EXTRACT:
Start of Block

Skip to content

Voice & WebSocket Sessions

ELIDA supports WebSocket proxying for real-time voice AI agents, with a SIP-inspired session lifecycle.

Configuration

websocket:
  enabled: true
  voice_sessions:
    enabled: true
    max_concurrent: 5
    protocols:
      - openai_realtime    # OpenAI Realtime API
      - deepgram           # Deepgram STT
      - elevenlabs         # ElevenLabs TTS

Session Lifecycle

Voice sessions follow a SIP-inspired state machine:

INVITE → Active → Hold/Resume → BYE
  • INVITE — Session starts (detected from protocol-specific messages)
  • Active — Conversation in progress, transcripts captured
  • Hold/Resume — Pause and continue
  • BYE — Session ends, CDR persisted with full transcript

Running

# Run with WebSocket enabled
make run-websocket

# Run with WebSocket + policy scanning
make run-websocket-policy

Testing with mock server

No API keys needed:

# Terminal 1: Start mock voice server
make mock-voice

# Terminal 2: Start ELIDA with WebSocket
make run-websocket

# Terminal 3: Connect
wscat -c ws://localhost:8080

Monitoring

# Live voice sessions
curl http://localhost:9090/control/voice

# Persisted CDRs with full transcripts
curl http://localhost:9090/control/voice-history

# TTS request tracking
curl http://localhost:9090/control/tts

CDR (Call Detail Records)

End of Block

INFORMATION SUPPLIED:
Start of Block

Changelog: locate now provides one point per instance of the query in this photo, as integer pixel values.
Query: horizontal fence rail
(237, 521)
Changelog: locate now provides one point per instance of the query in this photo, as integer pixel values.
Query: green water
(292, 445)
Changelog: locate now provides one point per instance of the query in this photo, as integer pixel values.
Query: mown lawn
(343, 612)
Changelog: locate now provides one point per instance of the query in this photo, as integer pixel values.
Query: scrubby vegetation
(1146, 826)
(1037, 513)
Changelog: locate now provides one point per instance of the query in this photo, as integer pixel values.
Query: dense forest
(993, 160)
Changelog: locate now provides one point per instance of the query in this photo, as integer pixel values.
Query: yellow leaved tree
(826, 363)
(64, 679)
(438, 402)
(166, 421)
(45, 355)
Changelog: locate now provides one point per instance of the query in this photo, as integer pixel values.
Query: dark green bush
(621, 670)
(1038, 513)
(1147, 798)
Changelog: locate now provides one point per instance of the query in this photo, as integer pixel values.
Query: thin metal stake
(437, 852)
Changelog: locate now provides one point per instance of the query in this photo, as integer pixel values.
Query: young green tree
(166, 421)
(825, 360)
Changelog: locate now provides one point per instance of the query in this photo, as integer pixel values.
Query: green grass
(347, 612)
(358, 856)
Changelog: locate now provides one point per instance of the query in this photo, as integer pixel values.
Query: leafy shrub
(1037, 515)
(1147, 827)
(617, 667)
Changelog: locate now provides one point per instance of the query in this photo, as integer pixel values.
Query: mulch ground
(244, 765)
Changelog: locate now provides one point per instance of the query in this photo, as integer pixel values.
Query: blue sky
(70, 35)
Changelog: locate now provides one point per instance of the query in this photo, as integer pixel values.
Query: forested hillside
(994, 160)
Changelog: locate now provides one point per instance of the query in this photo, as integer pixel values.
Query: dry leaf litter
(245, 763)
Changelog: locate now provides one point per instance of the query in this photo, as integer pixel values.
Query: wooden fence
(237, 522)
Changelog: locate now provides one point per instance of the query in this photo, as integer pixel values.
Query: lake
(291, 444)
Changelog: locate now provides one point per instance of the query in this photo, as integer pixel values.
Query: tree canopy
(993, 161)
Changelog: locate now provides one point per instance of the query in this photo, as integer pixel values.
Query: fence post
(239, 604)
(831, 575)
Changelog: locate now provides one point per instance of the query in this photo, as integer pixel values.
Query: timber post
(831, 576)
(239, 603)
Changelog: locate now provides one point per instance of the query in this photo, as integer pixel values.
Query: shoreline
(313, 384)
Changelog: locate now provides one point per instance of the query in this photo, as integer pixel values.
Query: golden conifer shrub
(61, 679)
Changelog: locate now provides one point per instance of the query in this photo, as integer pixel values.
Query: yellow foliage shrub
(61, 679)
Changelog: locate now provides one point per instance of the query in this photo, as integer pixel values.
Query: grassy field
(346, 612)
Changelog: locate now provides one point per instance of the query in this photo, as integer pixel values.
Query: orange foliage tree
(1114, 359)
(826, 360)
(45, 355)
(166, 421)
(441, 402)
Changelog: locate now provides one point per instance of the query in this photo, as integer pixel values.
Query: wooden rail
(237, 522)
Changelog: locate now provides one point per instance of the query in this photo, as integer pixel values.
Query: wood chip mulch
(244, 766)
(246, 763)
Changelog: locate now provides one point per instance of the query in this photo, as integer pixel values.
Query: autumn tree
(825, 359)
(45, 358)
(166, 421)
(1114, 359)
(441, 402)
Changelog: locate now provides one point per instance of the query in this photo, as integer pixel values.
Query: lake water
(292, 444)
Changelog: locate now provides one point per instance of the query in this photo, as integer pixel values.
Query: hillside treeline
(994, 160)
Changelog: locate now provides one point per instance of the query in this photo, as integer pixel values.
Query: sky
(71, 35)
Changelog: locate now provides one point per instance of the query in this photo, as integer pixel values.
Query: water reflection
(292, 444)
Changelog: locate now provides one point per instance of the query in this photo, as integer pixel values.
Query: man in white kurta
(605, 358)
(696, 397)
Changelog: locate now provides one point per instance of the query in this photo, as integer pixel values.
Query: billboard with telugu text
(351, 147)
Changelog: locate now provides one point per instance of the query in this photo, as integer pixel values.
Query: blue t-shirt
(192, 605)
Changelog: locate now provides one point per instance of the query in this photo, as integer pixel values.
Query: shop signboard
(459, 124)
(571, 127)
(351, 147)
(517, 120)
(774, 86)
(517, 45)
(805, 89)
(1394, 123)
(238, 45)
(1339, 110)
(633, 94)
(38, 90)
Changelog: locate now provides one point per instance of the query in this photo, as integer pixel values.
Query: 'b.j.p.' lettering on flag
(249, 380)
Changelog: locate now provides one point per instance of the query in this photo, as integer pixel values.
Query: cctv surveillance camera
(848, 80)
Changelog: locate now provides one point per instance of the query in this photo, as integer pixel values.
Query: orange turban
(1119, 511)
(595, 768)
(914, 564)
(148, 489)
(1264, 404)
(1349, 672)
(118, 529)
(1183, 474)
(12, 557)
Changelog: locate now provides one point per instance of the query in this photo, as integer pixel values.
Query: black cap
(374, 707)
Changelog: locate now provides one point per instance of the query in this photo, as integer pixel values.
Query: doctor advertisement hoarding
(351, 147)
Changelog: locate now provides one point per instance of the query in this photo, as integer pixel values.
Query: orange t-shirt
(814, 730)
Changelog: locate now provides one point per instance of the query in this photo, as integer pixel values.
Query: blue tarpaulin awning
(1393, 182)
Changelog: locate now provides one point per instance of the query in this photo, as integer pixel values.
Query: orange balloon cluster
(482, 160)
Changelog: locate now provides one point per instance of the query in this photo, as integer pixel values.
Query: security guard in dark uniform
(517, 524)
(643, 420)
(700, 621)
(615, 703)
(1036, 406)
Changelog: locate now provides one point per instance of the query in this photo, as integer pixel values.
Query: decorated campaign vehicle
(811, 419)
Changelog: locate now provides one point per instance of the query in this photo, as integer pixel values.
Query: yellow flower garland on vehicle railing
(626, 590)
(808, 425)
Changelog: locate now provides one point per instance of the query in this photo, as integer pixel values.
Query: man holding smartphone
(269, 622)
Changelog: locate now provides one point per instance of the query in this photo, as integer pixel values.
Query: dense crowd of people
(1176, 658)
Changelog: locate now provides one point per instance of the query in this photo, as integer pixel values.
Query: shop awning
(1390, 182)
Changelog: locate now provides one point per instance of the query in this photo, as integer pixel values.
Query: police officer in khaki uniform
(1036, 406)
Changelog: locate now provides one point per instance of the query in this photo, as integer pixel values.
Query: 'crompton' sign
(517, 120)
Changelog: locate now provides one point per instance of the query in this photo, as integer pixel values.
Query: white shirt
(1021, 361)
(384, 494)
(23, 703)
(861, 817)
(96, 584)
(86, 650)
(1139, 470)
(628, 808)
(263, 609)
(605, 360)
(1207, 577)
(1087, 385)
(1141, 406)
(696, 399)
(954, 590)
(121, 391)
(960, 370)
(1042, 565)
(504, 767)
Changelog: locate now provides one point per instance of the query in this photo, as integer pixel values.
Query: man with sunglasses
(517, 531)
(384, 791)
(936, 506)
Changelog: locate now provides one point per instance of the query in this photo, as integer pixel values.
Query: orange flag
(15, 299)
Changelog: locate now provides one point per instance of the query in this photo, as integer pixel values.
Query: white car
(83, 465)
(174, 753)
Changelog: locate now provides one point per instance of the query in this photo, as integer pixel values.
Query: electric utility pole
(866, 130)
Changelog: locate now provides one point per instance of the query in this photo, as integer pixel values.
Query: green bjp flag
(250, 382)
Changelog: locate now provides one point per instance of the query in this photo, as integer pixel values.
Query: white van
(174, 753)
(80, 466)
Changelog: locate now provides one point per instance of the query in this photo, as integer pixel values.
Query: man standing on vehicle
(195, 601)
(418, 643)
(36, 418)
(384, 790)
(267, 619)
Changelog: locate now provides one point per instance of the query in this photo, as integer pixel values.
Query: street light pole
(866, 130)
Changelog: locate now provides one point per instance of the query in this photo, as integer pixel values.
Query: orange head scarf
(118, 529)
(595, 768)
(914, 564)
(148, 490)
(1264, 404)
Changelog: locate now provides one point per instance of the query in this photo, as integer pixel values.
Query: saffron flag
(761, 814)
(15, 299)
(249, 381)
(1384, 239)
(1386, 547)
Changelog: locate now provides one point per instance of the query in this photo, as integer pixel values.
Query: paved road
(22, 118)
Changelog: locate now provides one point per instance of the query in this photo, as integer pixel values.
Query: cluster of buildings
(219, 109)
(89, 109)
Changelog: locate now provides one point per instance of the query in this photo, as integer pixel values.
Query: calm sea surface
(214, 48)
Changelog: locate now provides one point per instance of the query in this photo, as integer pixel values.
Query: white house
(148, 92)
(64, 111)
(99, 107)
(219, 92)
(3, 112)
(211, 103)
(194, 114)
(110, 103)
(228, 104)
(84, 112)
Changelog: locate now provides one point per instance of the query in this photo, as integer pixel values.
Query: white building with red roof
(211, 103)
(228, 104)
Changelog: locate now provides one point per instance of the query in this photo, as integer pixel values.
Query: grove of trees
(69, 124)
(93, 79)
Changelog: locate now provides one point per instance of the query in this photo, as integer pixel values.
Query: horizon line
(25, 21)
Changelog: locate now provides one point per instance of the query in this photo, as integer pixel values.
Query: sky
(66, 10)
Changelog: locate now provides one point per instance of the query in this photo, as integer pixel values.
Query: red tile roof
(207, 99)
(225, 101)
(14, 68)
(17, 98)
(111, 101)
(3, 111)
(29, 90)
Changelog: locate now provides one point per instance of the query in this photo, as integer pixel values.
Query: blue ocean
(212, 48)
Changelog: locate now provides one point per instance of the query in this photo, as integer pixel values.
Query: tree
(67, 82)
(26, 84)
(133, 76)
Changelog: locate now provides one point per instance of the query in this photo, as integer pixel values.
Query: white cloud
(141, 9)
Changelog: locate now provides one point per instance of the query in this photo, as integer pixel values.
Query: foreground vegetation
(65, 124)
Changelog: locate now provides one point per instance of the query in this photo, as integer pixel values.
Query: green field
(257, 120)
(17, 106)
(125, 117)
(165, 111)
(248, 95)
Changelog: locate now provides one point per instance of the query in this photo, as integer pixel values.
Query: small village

End of Block

In the voice and WebSocket sessions page above, what happens when a session reaches the BYE state?

The session ends, and its CDR is persisted with the full transcript.